▸ Goal
Reproduce the book review about the Scarith of Scornello forgery word for word, in full.

-- start of Document segment --

A curious forgery
illuminates life in Renaissance Tuscany in 'The Scarith of Scornello'
Reviewed by
William Grimes One afternoon in November 1634, Curzio
Inghirami, a young Tuscan nobleman, came across a curious object while tossing
stones near a riverbank on his family's estate near Volterra. It looked like a
clod, but when Curzio picked it up, it fell apart, revealing a kind of capsule
that contained fragments of linen rag paper.
On closer inspection, a message in Latin could
be seen, an obscure prophecy dating from the Etruscan period. It was attributed
to "Prospero, Guardian of the Citadel" and ended with the words:
"You have discovered the treasure. Mark the spot, and go away."
Ingrid D. Rowland
University of Chicago Press,
230 pages, $22.50
Curzio, a keen amateur historian, marked the
spot, but did not go away. Instead, he began digging, uncovering urns and clay
vessels filled with the mysterious capsules known as scarith. Eventually, he
would find more than 200 scarith whose story, when pieced together, threw
scholars all over Europe into an antiquarian frenzy, vividly recreated by the
author, a professor at the American Academy in Rome.

-- end of Document segment --
-- start of Supplied material --

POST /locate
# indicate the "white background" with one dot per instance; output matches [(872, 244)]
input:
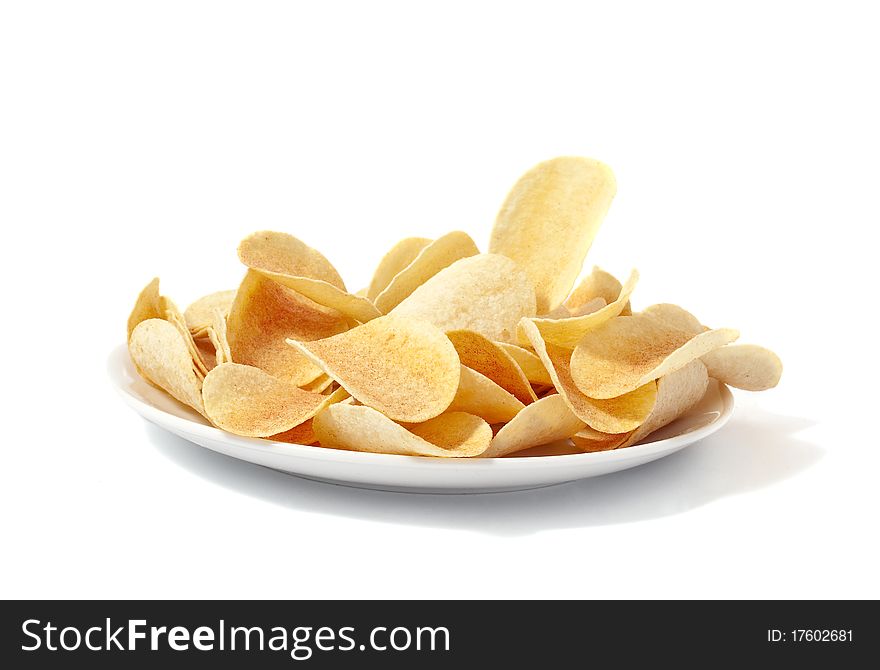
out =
[(142, 139)]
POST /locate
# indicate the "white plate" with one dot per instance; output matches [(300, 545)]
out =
[(531, 469)]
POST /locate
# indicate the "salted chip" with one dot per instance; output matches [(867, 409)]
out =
[(546, 420), (677, 393), (568, 332), (401, 255), (595, 286), (246, 401), (291, 263), (529, 363), (489, 359), (200, 314), (487, 294), (630, 351), (160, 354), (265, 315), (745, 366), (613, 415), (480, 396), (404, 367), (362, 428), (147, 306), (439, 254), (589, 440), (549, 220)]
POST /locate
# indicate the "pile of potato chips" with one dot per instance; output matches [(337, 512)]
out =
[(449, 352)]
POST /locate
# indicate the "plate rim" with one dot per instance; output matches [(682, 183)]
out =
[(119, 363)]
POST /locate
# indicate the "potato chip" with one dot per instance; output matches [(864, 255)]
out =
[(404, 367), (160, 354), (488, 294), (247, 401), (199, 315), (529, 363), (546, 420), (401, 255), (434, 257), (291, 263), (597, 285), (614, 415), (487, 358), (482, 397), (548, 222), (568, 332), (745, 366), (362, 428), (264, 315), (630, 351), (589, 440), (147, 306)]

-- end of Supplied material --

▸ Task answer
A curious forgery
illuminates life in Renaissance Tuscany in 'The Scarith of Scornello'
Reviewed by
William Grimes One afternoon in November 1634, Curzio
Inghirami, a young Tuscan nobleman, came across a curious object while tossing
stones near a riverbank on his family's estate near Volterra. It looked like a
clod, but when Curzio picked it up, it fell apart, revealing a kind of capsule
that contained fragments of linen rag paper.
On closer inspection, a message in Latin could
be seen, an obscure prophecy dating from the Etruscan period. It was attributed
to "Prospero, Guardian of the Citadel" and ended with the words:
"You have discovered the treasure. Mark the spot, and go away."
Ingrid D. Rowland
University of Chicago Press,
230 pages, $22.50
Curzio, a keen amateur historian, marked the
spot, but did not go away. Instead, he began digging, uncovering urns and clay
vessels filled with the mysterious capsules known as scarith. Eventually, he
would find more than 200 scarith whose story, when pieced together, threw
scholars all over Europe into an antiquarian frenzy, vividly recreated by the
author, a professor at the American Academy in Rome.